• [Task directions]: Omit all pictures. Copy exactly the lines from the line containing "det: pale building" to the end of the listing, with both ends included.
=== Begin Enclosure ===
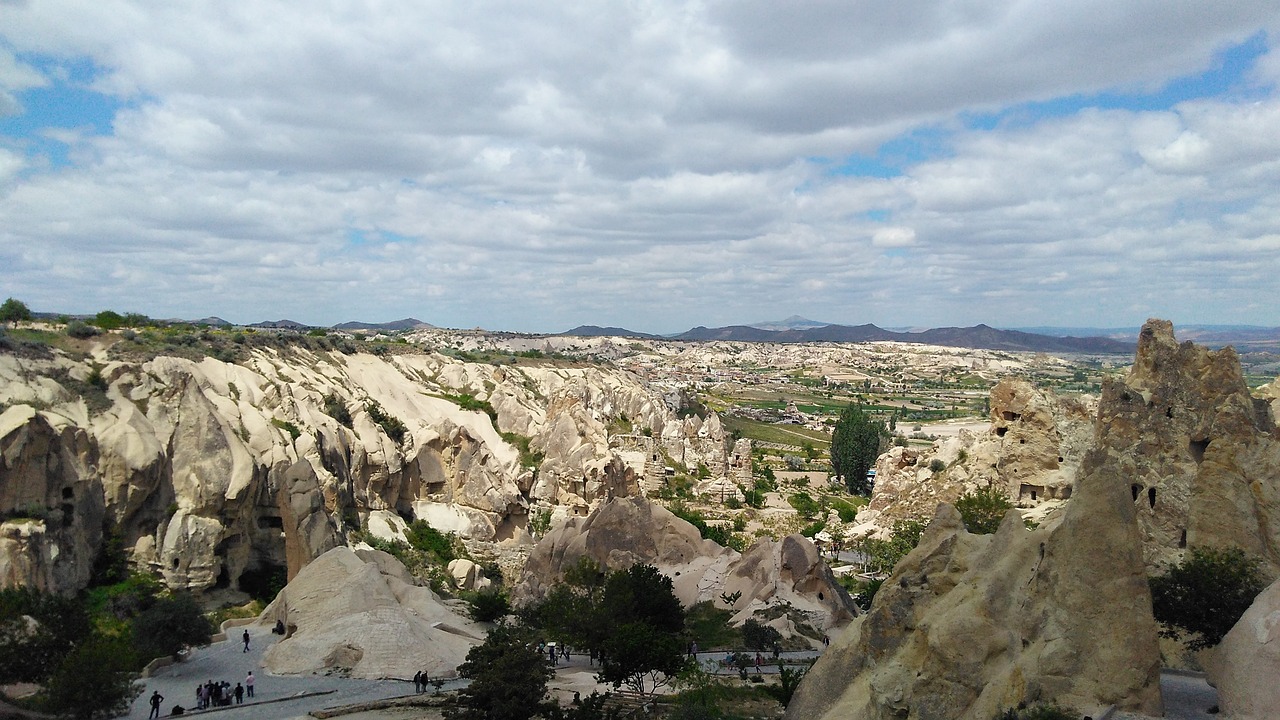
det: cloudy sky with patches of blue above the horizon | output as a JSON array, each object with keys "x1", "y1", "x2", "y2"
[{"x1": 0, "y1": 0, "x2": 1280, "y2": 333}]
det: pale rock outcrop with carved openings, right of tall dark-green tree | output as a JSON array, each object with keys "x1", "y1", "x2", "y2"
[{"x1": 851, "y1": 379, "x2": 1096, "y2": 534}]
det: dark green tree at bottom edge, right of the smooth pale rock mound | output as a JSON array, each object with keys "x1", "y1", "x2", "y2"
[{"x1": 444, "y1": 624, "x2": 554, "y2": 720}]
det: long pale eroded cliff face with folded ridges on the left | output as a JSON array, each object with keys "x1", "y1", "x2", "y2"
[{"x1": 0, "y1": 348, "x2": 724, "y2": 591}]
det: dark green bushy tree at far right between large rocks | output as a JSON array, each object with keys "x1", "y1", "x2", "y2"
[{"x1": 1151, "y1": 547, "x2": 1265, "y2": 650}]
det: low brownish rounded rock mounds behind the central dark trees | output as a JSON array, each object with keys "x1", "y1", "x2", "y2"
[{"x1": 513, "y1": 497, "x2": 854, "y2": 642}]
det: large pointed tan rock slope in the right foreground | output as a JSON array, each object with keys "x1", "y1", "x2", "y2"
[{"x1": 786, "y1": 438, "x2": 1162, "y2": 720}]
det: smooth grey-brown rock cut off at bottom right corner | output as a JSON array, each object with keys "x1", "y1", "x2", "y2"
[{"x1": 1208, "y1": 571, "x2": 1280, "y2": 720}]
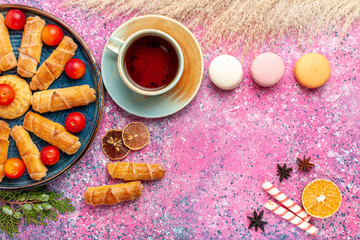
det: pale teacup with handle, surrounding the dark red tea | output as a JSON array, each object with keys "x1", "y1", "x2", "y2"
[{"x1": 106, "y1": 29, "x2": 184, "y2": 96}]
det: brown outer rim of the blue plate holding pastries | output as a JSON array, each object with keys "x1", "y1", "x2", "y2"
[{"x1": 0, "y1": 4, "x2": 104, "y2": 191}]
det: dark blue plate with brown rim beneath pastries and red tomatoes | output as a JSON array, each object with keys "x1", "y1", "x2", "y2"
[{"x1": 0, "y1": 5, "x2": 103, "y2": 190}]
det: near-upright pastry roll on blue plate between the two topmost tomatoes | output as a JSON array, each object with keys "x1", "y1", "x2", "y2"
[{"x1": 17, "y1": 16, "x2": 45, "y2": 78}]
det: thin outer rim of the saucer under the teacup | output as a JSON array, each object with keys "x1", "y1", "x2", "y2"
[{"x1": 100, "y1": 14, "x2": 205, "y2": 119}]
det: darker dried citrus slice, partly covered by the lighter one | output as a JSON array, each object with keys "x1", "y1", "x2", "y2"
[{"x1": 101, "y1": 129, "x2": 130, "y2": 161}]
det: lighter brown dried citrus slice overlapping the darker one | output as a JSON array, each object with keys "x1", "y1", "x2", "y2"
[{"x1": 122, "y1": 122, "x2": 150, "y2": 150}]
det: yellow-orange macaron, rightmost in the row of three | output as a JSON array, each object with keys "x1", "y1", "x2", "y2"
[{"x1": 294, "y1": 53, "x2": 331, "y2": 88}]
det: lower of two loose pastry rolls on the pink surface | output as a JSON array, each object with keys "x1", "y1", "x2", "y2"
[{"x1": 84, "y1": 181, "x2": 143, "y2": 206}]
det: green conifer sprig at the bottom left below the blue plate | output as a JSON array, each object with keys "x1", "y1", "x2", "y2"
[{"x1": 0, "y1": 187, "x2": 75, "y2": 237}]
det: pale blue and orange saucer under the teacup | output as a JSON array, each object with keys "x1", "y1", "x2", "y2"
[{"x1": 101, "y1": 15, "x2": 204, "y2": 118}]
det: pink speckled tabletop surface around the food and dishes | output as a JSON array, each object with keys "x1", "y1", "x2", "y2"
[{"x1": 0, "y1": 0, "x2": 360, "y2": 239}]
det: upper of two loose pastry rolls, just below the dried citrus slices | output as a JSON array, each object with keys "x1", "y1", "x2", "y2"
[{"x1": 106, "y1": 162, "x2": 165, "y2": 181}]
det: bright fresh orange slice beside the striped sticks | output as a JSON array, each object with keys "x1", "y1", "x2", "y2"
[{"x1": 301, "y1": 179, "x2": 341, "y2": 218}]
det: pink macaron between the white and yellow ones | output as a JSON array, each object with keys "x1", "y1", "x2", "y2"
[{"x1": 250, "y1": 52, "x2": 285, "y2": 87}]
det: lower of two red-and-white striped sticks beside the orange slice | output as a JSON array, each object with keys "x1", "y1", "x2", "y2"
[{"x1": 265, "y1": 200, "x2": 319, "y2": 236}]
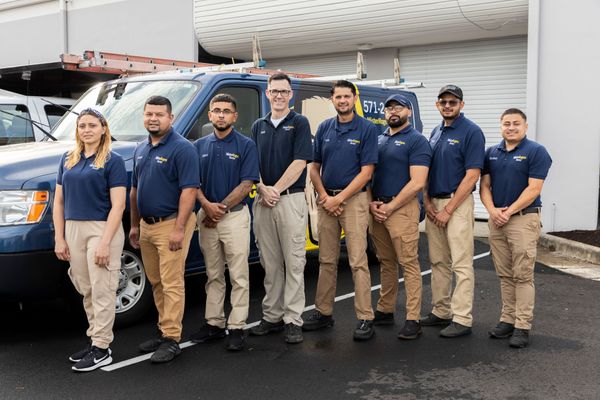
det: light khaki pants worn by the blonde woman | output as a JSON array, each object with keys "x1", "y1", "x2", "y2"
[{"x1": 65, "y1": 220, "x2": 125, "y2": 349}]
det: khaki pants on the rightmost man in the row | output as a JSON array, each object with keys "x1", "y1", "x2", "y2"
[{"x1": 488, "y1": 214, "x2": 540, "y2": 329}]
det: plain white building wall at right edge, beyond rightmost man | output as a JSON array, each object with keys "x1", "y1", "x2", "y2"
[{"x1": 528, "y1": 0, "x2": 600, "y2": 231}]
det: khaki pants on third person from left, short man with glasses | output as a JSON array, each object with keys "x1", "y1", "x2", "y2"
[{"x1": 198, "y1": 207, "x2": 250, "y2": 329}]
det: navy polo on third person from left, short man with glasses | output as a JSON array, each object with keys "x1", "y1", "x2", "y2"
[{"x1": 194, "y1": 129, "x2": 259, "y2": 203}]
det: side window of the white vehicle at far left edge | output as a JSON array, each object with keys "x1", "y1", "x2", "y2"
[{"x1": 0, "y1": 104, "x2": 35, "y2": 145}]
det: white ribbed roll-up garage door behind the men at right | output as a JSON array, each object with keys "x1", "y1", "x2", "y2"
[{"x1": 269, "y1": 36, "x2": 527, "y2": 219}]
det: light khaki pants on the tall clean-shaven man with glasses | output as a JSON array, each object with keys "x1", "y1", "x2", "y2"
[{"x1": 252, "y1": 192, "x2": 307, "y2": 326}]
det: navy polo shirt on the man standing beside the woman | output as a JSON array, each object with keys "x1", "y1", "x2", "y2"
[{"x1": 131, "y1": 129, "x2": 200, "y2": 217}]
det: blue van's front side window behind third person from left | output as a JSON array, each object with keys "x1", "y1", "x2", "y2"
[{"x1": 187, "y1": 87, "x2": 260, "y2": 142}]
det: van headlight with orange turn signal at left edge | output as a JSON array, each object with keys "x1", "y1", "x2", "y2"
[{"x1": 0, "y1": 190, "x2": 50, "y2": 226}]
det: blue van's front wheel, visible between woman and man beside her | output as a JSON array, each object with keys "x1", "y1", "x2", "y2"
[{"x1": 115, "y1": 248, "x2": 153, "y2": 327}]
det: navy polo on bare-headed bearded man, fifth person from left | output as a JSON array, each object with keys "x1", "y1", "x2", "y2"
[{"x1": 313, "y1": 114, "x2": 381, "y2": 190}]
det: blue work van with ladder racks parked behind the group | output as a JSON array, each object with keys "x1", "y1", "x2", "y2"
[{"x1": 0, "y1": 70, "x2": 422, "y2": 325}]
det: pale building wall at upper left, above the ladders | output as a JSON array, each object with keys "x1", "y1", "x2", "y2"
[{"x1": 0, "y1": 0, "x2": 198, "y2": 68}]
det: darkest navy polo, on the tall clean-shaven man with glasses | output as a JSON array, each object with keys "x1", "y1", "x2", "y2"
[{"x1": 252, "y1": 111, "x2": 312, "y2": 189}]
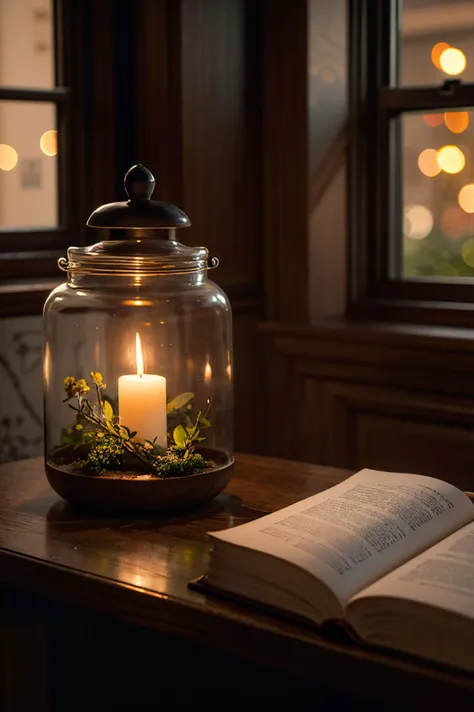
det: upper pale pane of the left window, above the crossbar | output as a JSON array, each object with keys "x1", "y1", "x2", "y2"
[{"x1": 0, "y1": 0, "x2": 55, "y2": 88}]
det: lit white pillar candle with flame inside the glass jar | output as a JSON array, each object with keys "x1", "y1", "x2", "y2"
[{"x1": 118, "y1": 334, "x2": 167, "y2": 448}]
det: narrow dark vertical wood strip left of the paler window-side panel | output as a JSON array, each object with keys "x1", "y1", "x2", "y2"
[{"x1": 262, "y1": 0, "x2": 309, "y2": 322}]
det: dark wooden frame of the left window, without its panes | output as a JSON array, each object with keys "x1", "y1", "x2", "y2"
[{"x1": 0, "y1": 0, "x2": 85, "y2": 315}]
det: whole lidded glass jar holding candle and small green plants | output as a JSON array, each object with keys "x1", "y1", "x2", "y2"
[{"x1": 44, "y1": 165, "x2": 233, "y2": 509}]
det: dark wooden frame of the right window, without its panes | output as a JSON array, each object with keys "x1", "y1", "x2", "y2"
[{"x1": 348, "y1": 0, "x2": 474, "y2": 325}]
=== End Enclosure ===
• [Reply]:
det: pale building wall at upper left, above the ladders | output as a JSON array, each object with keys "x1", "y1", "x2", "y2"
[{"x1": 0, "y1": 0, "x2": 198, "y2": 68}]
det: darkest navy polo, on the tall clean-shaven man with glasses | output as a JSON array, each object with keys "x1", "y1", "x2", "y2"
[{"x1": 252, "y1": 111, "x2": 312, "y2": 189}]
det: upper pale pane of the left window, above the crossbar | output as a JSON array, each object with keys "x1", "y1", "x2", "y2"
[{"x1": 0, "y1": 0, "x2": 55, "y2": 88}]
det: lit white pillar candle with flame inside the glass jar | output as a JSON array, each object with keys "x1", "y1", "x2", "y2"
[{"x1": 118, "y1": 334, "x2": 167, "y2": 448}]
det: narrow dark vertical wood strip left of the paler window-side panel | output as a JSON array, each object with keys "x1", "y1", "x2", "y2"
[{"x1": 262, "y1": 0, "x2": 309, "y2": 322}]
det: dark wooden frame of the left window, without its panes | output as a JSON array, each object with keys "x1", "y1", "x2", "y2"
[{"x1": 0, "y1": 0, "x2": 85, "y2": 315}]
det: whole lidded glass jar holding candle and small green plants | output as a JSON array, each object with keys "x1", "y1", "x2", "y2"
[{"x1": 44, "y1": 165, "x2": 233, "y2": 509}]
det: dark wooden frame of the right window, without its panes | output as a JSON array, each object with keys "x1", "y1", "x2", "y2"
[{"x1": 348, "y1": 0, "x2": 474, "y2": 325}]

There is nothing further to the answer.